From the listing below, output only the lines starting at the line that has "column 473, row 268" and ending at the line that has "column 535, row 205", exactly as they appear, ends included.

##### MATERIAL FOR THIS EXERCISE #####

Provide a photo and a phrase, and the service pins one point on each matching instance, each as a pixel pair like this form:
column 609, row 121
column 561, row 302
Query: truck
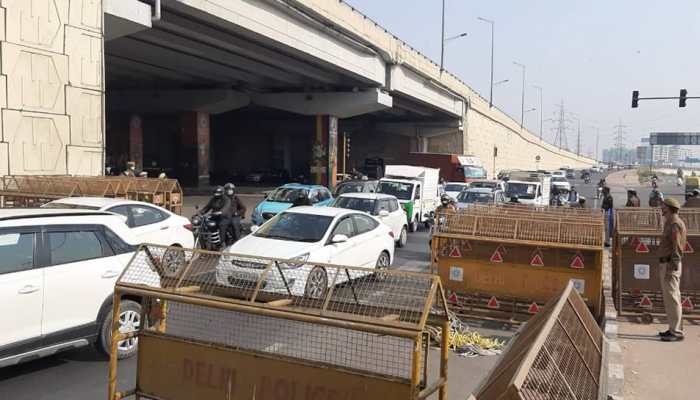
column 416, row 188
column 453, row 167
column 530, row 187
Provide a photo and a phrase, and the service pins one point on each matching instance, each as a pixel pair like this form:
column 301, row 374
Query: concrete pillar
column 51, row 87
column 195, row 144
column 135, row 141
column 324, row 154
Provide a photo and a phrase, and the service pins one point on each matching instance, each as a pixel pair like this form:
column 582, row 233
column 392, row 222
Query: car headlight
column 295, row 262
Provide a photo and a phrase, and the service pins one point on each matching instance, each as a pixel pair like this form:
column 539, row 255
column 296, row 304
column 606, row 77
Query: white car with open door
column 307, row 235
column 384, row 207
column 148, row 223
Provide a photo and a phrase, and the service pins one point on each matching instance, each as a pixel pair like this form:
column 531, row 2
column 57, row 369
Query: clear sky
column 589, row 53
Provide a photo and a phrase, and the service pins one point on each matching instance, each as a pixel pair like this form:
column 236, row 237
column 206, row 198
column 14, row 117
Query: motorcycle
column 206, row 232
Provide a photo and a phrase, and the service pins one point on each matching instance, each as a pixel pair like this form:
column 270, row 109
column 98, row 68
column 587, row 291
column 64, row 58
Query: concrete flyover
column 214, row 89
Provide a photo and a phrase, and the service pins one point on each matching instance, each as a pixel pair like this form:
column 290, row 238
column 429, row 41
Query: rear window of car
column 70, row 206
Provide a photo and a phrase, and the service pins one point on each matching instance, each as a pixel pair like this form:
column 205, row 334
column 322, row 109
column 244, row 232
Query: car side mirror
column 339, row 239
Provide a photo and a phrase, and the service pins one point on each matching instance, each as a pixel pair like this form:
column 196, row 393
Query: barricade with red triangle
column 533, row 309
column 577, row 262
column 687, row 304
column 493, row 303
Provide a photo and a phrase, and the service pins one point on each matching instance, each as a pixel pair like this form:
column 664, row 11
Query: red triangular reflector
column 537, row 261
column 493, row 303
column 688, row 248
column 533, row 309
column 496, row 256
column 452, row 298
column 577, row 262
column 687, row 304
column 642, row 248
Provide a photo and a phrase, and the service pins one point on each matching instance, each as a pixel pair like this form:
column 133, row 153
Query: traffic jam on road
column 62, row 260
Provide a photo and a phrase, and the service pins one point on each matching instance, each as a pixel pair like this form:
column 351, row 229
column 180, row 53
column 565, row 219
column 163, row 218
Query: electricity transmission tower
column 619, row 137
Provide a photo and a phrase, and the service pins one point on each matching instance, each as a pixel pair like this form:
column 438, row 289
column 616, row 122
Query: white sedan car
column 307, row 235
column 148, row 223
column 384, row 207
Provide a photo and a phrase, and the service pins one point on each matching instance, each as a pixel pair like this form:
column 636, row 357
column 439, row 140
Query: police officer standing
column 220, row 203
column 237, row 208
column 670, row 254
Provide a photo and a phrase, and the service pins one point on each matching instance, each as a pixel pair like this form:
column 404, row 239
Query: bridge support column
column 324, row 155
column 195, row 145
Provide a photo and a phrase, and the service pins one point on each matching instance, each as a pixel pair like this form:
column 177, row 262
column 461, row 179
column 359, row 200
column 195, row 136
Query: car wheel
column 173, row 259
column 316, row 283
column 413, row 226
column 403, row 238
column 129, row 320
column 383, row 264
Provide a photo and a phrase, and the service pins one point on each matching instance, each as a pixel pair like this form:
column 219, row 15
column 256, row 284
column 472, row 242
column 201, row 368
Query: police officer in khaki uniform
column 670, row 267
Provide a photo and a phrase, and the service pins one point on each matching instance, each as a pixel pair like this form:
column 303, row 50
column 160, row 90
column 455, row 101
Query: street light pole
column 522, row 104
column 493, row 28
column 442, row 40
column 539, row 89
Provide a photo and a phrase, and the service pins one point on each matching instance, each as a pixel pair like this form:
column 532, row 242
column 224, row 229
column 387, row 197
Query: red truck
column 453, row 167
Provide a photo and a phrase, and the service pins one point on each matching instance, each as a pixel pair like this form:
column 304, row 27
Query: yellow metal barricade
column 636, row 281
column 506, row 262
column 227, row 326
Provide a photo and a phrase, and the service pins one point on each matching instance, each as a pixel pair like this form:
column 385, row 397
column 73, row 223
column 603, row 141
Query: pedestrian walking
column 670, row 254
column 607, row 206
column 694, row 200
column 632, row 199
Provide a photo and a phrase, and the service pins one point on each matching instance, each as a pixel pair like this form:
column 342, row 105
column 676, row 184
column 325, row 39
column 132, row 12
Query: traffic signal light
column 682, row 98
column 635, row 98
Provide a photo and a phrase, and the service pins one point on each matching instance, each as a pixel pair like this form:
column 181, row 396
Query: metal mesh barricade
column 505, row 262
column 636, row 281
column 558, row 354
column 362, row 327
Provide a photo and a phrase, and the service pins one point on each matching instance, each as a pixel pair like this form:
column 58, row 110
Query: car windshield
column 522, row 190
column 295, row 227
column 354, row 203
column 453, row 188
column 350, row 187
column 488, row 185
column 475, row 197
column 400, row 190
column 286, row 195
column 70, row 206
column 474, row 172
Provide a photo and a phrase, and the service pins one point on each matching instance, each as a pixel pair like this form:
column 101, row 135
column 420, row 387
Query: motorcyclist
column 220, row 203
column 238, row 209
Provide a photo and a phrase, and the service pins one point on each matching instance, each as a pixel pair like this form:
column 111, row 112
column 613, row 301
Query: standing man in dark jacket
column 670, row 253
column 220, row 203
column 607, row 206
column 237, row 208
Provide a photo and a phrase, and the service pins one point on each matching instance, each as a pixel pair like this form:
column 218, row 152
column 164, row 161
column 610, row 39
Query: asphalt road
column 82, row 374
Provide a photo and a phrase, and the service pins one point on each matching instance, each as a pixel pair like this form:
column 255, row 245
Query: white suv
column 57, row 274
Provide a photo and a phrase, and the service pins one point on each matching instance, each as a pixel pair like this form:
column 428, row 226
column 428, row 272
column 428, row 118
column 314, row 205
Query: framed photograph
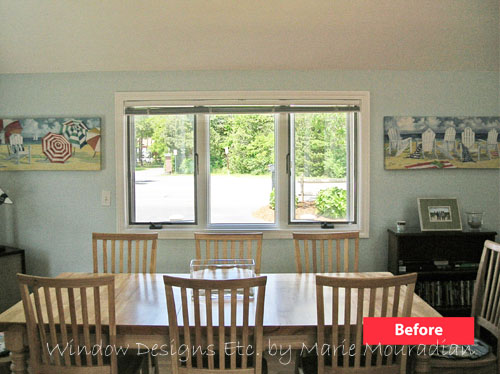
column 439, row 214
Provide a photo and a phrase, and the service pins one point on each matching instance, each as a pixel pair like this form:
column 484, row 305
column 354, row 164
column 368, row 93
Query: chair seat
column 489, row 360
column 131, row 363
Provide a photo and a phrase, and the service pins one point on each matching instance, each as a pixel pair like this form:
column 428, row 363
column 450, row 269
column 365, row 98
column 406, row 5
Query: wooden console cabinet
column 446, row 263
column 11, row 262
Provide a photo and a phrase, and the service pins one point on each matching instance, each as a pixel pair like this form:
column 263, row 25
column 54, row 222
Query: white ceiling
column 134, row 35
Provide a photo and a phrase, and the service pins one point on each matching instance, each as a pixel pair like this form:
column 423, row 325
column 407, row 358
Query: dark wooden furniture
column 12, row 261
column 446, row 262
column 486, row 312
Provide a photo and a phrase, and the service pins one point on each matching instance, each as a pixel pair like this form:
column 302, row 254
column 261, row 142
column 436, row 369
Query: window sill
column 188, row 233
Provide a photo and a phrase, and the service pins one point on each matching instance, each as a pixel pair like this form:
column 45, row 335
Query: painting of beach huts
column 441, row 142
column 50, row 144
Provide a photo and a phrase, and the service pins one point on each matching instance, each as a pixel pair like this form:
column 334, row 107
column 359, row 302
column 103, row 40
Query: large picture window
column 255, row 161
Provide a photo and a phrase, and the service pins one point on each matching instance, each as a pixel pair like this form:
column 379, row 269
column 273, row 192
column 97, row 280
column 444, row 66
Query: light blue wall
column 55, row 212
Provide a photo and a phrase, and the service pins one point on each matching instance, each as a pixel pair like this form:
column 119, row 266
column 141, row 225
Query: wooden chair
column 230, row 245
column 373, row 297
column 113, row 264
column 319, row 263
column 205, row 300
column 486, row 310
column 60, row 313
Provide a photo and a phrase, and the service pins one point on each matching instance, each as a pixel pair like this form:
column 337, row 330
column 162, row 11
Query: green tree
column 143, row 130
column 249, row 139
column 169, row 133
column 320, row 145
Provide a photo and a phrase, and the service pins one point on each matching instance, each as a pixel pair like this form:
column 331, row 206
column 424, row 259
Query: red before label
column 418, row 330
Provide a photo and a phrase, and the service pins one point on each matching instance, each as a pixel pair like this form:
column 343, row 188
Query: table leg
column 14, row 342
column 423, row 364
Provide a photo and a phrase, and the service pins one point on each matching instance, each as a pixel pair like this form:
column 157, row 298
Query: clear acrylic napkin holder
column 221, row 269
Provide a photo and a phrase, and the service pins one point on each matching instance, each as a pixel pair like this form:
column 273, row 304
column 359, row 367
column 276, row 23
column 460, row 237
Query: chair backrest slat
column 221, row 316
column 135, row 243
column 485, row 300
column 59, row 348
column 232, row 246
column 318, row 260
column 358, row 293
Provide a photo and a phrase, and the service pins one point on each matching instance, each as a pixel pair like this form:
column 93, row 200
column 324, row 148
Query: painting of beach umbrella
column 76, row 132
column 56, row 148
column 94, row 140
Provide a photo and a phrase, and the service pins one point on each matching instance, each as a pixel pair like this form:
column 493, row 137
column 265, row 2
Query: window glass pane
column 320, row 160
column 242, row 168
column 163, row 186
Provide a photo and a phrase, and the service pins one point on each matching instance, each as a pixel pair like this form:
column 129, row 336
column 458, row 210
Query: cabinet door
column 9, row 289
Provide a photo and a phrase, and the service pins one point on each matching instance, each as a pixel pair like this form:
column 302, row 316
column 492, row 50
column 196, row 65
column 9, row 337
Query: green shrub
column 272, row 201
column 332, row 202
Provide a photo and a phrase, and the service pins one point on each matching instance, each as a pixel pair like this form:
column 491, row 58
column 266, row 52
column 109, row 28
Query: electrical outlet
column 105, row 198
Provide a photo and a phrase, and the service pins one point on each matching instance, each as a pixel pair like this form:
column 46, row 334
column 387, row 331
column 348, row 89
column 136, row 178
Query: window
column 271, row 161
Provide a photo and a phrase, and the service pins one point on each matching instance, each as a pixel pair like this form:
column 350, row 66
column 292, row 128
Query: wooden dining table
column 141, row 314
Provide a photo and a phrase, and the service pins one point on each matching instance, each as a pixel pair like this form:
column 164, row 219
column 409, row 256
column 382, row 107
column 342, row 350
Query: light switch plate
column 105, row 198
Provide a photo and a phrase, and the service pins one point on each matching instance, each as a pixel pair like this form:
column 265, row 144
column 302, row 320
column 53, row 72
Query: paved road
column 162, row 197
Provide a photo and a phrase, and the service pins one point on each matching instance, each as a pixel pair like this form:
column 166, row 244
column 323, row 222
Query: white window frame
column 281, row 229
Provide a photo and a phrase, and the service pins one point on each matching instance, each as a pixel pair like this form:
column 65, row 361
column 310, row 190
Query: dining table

#####
##### MATERIAL FOR THIS EXERCISE #####

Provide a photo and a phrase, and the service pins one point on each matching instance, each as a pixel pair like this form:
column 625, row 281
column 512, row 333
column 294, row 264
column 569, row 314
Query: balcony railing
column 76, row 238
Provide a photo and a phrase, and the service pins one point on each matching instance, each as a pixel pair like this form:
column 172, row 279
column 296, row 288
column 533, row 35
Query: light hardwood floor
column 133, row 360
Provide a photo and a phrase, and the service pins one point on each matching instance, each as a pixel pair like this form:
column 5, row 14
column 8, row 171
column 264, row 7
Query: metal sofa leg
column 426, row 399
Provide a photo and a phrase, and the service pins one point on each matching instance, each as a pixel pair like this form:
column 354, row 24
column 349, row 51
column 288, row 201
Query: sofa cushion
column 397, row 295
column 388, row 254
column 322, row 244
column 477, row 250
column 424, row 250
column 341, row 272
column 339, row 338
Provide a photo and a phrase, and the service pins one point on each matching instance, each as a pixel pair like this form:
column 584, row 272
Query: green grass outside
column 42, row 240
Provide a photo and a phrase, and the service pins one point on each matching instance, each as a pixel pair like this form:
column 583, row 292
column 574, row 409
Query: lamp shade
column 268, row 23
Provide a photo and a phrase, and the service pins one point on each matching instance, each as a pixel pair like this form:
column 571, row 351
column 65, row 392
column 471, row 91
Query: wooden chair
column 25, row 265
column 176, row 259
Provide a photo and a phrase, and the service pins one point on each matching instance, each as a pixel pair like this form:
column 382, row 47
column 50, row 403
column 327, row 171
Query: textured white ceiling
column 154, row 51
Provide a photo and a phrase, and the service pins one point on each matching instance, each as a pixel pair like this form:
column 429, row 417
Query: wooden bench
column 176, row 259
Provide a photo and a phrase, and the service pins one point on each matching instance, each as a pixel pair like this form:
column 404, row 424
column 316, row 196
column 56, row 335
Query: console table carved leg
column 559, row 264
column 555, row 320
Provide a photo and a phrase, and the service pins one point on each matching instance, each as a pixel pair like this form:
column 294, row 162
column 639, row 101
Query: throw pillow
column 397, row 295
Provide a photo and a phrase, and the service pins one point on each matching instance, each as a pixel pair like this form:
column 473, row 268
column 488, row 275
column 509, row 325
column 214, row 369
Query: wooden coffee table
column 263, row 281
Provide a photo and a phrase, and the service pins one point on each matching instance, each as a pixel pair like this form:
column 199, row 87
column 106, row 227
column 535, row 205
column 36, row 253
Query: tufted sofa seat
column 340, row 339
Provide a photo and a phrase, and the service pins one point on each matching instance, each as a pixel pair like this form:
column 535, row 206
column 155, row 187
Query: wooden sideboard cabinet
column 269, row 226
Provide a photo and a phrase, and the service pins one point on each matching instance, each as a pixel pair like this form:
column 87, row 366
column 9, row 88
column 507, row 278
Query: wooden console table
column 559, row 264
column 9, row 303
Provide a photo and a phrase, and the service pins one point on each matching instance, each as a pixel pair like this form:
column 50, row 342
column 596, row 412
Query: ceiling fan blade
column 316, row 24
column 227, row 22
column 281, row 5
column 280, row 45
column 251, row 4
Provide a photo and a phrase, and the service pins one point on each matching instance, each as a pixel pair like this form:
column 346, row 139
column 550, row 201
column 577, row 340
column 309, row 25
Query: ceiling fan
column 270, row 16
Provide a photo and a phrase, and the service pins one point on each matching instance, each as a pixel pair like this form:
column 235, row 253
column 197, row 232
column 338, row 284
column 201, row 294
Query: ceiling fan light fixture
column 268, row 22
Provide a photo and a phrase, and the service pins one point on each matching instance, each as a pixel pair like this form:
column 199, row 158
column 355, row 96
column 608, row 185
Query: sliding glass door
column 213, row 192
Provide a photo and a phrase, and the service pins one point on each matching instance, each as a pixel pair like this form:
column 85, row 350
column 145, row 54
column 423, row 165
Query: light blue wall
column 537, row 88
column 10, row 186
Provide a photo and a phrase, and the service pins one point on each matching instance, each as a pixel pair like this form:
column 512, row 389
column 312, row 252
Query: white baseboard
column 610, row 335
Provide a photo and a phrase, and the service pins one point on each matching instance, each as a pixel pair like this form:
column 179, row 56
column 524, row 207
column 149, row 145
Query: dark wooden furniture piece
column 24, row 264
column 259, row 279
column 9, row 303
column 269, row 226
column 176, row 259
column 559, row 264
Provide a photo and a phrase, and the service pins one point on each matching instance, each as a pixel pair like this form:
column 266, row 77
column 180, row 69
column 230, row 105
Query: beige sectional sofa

#####

§ **RESPONSE**:
column 473, row 268
column 488, row 275
column 509, row 325
column 214, row 369
Query: wooden coffee table
column 263, row 281
Provide a photo and a phrase, and the service pins one point on each matching instance, each as a pixel pair like this form:
column 199, row 87
column 106, row 227
column 535, row 205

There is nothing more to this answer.